◆ **What the task asks**: What lines in the listing include "hair"? Return a copy of each.

Segment Start: Record extracts

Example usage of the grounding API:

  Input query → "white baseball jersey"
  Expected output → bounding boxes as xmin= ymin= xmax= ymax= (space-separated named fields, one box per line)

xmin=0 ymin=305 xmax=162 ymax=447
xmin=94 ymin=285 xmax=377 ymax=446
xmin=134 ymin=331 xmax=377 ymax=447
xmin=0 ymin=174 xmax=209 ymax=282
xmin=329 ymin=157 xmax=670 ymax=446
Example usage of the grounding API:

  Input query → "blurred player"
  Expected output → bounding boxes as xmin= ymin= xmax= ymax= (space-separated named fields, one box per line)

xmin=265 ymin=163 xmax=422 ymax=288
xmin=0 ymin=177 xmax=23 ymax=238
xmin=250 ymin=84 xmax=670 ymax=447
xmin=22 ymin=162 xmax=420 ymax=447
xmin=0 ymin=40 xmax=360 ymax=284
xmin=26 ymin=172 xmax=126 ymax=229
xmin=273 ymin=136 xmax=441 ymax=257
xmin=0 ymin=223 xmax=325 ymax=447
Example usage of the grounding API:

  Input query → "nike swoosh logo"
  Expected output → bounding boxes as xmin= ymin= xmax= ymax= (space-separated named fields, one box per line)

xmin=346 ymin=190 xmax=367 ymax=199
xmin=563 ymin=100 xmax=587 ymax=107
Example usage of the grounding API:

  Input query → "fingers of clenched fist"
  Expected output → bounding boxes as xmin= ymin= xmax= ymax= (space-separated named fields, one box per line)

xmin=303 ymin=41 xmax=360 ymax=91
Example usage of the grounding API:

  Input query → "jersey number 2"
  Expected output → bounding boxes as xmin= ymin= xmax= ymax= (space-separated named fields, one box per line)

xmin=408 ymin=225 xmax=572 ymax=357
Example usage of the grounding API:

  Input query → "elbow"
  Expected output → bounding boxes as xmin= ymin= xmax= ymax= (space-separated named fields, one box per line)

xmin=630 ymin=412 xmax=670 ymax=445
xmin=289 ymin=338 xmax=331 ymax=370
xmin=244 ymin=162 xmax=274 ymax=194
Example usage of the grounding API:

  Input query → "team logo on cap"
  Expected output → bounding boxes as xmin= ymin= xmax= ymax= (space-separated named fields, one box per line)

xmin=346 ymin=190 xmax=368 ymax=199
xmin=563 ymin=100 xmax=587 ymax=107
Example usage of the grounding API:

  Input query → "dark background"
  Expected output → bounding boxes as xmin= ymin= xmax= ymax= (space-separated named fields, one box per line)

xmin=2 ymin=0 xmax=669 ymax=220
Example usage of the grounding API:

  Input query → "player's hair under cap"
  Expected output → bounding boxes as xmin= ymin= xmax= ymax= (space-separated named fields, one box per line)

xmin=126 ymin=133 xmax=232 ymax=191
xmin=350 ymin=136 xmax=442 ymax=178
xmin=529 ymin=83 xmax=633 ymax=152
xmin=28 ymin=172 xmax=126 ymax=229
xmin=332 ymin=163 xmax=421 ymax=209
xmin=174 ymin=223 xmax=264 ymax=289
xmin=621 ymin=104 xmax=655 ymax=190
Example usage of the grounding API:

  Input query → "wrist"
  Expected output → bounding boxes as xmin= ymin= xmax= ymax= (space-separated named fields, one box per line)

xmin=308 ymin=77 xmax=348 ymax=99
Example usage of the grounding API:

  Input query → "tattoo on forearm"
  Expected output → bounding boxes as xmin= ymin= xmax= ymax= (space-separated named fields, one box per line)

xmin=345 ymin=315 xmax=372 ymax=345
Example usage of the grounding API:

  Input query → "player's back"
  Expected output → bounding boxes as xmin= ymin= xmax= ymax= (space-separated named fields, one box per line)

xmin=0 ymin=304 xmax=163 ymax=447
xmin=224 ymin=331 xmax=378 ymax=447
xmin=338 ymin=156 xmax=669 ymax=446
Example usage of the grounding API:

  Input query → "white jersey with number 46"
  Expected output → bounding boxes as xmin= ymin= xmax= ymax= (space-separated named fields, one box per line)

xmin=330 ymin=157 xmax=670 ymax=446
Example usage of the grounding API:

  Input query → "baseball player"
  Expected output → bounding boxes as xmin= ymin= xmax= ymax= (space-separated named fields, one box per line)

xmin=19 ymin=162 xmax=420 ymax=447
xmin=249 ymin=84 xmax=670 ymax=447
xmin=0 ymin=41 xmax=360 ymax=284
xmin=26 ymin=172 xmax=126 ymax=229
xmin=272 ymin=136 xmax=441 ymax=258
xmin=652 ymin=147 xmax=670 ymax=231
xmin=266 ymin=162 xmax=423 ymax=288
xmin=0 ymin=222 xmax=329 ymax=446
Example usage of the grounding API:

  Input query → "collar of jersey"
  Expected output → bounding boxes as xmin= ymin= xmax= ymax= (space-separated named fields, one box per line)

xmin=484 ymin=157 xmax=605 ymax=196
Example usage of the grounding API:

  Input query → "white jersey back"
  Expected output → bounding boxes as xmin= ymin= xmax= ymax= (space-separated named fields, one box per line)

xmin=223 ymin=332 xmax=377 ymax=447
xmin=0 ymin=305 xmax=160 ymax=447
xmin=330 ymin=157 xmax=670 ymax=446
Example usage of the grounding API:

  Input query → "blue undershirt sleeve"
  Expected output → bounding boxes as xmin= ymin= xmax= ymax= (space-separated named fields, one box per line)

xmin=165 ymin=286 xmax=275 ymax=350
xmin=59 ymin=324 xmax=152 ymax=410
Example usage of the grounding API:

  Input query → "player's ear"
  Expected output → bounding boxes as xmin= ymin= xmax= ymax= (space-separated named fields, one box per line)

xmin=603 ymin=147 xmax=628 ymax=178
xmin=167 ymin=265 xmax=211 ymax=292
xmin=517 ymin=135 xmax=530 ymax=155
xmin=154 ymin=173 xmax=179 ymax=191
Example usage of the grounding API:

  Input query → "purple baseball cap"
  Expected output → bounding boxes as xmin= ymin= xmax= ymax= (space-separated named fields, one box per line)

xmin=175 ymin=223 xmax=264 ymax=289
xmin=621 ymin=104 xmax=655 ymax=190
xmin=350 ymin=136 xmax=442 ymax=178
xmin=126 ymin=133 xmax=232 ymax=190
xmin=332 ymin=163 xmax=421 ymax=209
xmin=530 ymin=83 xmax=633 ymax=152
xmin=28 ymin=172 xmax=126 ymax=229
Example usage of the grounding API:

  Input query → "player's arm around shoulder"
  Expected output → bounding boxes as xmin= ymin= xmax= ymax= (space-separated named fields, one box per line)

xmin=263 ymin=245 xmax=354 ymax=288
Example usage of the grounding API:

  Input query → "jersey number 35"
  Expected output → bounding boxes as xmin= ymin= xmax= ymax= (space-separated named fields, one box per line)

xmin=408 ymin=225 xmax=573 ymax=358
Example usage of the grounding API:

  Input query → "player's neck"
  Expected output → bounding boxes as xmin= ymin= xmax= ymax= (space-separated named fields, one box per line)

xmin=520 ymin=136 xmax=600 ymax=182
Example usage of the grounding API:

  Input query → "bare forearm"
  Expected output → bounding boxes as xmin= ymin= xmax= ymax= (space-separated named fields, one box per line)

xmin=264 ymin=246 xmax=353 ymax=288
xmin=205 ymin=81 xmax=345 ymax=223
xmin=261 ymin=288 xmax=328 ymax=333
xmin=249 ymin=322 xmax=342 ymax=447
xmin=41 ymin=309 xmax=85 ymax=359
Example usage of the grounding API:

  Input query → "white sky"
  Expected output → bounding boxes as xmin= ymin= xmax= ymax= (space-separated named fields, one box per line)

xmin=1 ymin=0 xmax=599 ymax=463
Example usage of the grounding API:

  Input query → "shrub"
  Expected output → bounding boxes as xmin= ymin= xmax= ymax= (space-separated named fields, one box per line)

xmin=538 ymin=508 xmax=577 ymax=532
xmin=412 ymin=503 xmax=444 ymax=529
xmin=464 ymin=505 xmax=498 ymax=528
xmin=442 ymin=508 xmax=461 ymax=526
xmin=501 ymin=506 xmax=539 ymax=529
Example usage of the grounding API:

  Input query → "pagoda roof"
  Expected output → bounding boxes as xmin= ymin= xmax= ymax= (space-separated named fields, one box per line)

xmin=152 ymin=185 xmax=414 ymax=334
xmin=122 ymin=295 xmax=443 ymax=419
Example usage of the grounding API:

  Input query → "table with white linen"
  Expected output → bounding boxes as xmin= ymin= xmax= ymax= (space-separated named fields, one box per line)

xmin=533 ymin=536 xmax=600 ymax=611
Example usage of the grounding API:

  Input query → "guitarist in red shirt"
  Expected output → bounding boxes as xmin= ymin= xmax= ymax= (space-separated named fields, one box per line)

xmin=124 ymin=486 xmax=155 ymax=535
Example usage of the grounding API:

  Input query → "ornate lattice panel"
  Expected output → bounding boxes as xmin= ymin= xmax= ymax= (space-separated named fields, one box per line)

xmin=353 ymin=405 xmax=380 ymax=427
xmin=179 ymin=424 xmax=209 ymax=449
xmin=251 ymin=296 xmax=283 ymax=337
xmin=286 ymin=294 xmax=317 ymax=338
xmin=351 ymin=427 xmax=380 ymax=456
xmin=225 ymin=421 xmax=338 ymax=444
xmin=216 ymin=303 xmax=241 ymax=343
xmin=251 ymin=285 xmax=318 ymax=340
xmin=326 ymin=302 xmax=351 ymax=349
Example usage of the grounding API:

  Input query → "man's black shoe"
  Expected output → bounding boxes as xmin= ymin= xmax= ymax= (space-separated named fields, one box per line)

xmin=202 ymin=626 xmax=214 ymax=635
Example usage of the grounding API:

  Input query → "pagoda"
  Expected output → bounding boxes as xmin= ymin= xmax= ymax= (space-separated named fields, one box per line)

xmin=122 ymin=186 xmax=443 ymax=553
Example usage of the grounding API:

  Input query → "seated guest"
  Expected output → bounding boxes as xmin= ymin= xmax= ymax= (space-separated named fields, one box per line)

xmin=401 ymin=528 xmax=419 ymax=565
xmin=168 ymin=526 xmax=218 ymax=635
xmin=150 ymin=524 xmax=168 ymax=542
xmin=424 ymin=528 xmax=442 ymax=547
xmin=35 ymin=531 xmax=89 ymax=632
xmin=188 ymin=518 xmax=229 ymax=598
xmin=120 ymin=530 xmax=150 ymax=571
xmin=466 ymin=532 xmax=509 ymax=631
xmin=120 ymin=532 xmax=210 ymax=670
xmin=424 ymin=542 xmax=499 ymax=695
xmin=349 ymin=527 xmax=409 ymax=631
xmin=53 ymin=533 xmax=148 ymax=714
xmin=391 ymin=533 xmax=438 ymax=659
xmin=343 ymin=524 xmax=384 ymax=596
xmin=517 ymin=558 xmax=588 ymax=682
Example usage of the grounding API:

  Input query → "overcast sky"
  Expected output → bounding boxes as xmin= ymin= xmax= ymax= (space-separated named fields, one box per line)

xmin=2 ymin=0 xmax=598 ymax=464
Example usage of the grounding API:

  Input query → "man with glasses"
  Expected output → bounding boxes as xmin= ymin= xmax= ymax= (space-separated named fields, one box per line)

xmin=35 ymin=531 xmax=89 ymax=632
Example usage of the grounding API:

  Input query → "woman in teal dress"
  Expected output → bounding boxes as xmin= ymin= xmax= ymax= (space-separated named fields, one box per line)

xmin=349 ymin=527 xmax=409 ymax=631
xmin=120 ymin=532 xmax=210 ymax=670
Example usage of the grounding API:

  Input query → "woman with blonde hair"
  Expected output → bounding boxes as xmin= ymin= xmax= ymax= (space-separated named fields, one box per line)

Segment End: Record extracts

◆ **Solved exercise**:
  Input query → "player's hair under cap"
  Input query → "woman with blonde hair"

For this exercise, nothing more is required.